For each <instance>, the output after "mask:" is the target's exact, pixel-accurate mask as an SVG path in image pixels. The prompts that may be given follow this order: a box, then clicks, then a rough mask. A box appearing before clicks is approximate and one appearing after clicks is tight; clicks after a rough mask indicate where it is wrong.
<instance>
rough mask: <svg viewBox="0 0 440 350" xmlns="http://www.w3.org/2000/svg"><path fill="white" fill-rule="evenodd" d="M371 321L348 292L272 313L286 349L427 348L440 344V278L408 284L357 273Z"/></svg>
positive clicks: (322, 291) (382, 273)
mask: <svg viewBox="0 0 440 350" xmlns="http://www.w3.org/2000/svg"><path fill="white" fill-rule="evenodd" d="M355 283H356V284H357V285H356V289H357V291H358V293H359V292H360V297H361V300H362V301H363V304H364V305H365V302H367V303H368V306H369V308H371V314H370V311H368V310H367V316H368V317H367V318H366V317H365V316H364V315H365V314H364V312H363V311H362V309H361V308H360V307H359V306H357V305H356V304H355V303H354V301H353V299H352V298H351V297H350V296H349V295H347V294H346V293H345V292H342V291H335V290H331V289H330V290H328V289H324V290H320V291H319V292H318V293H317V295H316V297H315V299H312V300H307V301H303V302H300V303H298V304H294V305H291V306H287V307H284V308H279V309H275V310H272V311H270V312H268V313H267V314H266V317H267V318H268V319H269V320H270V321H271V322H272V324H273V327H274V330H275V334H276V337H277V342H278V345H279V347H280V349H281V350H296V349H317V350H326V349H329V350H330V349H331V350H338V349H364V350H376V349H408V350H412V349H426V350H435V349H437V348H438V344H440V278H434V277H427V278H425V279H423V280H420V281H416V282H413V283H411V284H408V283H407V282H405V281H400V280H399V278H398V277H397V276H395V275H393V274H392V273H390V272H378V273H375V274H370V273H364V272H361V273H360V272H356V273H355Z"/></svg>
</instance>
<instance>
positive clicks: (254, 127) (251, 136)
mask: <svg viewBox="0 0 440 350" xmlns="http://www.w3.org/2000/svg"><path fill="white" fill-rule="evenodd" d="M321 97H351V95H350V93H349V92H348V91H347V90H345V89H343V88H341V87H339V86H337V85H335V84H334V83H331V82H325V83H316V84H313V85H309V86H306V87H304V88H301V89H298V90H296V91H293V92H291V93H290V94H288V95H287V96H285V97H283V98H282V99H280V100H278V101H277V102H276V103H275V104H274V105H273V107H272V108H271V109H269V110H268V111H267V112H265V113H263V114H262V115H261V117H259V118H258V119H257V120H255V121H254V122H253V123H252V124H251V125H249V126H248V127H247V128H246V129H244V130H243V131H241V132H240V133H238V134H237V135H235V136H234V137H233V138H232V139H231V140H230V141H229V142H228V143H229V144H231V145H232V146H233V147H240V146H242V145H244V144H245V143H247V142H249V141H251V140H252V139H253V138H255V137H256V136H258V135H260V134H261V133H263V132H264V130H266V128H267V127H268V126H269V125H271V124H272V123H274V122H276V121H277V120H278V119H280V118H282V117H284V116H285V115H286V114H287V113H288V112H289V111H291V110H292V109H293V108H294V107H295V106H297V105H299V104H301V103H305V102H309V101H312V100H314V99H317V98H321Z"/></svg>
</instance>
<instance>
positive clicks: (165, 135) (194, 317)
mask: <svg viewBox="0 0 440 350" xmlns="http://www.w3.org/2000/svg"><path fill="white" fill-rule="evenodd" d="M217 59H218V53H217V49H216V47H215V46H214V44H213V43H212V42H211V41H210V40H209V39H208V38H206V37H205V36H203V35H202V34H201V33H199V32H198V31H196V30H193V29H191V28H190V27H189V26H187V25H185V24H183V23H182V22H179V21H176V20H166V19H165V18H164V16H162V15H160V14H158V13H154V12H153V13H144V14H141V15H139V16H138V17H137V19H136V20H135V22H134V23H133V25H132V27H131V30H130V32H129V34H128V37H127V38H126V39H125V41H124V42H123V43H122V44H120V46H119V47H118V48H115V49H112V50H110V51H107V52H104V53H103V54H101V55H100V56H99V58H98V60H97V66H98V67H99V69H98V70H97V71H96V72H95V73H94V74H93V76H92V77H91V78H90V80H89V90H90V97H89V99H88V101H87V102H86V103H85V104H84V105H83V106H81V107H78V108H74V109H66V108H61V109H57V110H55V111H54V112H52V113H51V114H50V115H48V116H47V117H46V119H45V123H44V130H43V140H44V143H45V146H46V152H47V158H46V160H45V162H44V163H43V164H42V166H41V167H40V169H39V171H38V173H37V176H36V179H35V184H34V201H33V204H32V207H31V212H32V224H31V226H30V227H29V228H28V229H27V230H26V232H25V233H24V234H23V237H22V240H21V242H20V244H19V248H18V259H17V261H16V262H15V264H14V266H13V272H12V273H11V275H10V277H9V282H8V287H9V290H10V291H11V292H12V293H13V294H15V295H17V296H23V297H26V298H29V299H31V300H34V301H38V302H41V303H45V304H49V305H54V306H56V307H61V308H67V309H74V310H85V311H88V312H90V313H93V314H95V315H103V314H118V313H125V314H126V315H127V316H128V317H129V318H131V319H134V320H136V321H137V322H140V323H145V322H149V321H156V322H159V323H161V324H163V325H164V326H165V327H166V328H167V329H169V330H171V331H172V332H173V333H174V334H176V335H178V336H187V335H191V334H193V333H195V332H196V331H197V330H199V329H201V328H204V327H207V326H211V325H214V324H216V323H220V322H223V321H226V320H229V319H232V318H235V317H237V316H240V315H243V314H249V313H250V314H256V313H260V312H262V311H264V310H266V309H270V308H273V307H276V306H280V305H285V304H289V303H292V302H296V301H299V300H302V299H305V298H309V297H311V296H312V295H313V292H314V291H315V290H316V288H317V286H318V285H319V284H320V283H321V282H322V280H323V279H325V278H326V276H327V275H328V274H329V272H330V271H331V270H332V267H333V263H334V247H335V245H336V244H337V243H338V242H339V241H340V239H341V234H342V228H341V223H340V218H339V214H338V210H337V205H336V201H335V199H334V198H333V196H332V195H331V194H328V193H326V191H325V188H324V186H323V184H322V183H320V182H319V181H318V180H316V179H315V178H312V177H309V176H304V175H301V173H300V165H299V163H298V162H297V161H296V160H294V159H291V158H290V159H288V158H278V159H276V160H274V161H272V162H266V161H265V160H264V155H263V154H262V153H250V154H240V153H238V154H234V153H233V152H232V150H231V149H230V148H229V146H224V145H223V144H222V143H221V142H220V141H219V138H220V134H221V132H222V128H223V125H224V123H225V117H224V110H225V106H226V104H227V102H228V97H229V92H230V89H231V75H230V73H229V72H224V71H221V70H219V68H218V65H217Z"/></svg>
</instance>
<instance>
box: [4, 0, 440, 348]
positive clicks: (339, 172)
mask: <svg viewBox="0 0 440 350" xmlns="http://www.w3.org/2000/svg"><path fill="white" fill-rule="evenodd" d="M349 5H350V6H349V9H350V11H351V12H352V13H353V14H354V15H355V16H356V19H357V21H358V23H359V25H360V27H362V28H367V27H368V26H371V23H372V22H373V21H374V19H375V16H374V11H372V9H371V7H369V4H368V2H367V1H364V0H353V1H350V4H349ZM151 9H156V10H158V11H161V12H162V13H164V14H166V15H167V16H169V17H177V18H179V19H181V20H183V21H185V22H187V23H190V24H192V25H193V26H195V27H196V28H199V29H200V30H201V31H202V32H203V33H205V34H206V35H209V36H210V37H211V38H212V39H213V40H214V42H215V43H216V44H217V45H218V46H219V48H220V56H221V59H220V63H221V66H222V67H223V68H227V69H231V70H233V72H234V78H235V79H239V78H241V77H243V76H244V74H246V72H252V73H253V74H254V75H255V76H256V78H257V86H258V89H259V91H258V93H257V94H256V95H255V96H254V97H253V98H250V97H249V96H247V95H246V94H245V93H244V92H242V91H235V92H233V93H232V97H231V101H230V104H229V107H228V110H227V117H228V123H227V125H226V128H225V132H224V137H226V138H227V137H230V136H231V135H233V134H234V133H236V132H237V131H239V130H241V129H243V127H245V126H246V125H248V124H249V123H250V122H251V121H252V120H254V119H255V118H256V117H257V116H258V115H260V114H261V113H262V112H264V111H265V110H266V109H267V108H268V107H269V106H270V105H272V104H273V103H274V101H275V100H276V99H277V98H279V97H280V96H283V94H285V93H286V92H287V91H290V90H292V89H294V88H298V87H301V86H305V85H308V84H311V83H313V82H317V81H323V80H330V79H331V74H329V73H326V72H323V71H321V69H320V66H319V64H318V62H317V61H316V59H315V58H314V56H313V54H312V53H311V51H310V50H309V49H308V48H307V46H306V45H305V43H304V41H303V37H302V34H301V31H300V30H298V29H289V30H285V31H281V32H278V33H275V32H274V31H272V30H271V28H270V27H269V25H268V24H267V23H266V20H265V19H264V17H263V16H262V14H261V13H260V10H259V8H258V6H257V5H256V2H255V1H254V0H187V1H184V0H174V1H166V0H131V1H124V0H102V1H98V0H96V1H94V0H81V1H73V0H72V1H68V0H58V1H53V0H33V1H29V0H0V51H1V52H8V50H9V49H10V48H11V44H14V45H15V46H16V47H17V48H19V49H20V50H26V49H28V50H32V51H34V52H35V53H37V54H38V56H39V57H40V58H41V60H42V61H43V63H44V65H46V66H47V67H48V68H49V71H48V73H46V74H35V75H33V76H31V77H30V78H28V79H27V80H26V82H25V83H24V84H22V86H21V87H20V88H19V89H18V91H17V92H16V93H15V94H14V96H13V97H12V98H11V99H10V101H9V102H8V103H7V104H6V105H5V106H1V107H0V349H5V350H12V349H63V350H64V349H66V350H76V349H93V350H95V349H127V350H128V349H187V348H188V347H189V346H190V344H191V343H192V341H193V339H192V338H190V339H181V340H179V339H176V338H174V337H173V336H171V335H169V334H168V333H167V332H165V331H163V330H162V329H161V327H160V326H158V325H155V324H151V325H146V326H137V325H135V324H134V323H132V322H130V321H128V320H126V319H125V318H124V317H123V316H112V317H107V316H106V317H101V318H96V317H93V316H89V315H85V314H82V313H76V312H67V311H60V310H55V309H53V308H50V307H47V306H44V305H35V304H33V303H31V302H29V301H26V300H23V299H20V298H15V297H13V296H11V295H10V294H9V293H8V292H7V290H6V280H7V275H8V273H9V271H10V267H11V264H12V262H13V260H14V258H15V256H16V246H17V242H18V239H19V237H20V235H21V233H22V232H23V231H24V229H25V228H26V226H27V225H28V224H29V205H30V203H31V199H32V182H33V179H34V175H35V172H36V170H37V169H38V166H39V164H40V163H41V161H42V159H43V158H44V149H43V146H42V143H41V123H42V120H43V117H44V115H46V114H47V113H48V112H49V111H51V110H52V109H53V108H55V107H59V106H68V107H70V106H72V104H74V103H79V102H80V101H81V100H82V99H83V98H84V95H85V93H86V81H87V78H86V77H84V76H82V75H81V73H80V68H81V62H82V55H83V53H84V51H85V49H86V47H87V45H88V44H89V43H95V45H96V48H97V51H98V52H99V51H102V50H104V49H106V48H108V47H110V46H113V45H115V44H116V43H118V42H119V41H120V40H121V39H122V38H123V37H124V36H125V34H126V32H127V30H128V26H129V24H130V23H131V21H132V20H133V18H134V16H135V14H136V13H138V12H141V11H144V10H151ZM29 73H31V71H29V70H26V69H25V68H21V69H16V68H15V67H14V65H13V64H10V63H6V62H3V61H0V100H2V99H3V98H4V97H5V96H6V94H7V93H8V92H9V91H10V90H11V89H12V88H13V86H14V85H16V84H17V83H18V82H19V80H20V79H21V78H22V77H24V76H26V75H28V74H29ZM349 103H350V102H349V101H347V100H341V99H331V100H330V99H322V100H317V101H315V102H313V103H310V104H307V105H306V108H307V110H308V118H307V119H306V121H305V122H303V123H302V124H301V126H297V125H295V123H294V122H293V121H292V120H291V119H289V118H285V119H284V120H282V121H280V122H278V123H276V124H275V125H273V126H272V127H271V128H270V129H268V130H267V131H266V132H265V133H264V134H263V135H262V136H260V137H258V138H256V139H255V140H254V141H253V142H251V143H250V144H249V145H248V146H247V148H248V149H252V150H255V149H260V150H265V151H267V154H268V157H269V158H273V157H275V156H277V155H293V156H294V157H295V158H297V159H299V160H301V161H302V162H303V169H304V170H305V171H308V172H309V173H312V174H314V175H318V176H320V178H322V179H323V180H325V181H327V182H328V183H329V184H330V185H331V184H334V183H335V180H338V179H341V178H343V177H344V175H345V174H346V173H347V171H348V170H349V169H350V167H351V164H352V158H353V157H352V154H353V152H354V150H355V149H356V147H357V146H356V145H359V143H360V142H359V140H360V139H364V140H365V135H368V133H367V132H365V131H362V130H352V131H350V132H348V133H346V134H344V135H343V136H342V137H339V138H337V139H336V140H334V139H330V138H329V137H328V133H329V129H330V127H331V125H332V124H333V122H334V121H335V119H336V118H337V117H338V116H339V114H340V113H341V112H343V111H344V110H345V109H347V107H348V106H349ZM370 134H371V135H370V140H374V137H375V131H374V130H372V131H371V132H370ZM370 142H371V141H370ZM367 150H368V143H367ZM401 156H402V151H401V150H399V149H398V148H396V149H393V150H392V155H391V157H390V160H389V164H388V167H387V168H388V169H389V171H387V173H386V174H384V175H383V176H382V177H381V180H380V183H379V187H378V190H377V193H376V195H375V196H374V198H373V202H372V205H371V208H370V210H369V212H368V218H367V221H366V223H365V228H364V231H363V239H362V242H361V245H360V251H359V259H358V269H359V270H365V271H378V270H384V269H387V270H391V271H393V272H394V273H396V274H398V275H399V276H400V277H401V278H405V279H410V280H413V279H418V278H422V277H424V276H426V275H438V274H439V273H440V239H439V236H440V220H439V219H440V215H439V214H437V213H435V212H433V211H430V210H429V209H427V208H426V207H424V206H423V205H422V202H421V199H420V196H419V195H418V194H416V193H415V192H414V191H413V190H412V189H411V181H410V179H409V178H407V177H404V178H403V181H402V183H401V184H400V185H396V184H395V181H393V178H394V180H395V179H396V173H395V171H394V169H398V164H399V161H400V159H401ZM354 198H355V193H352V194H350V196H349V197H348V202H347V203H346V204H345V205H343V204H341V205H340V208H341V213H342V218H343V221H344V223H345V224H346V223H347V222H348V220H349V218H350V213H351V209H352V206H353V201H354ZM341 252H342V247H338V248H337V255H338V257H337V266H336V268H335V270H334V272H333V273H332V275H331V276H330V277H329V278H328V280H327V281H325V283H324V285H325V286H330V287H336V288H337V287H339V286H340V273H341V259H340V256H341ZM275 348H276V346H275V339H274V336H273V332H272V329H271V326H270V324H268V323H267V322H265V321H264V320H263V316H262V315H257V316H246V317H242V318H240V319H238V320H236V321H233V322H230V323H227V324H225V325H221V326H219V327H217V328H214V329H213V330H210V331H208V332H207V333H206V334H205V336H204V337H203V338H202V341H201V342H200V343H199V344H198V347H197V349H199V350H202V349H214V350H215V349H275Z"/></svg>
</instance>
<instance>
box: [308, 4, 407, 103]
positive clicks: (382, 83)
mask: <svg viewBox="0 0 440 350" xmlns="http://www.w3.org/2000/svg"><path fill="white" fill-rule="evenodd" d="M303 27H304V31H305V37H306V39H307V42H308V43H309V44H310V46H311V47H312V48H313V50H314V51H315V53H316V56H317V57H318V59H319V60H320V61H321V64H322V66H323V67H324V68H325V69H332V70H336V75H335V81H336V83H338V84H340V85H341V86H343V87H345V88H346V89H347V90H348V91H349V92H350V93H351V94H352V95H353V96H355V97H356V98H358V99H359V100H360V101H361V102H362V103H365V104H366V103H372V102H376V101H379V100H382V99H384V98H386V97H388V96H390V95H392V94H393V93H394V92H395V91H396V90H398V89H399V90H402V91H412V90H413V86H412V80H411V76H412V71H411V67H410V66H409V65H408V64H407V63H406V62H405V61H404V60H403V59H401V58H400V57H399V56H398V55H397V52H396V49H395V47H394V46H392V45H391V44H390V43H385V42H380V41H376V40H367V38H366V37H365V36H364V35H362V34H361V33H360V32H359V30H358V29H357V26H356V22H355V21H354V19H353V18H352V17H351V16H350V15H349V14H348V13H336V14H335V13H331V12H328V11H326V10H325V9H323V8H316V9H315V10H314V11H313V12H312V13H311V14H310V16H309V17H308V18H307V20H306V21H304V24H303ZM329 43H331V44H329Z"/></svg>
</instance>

+--

TASK PROMPT
Your answer should consist of the lines from the material that contain "positive".

ANSWER
positive clicks: (322, 291) (382, 273)
positive clicks: (254, 127) (251, 136)
positive clicks: (165, 135) (194, 317)
positive clicks: (339, 172)
positive clicks: (382, 83)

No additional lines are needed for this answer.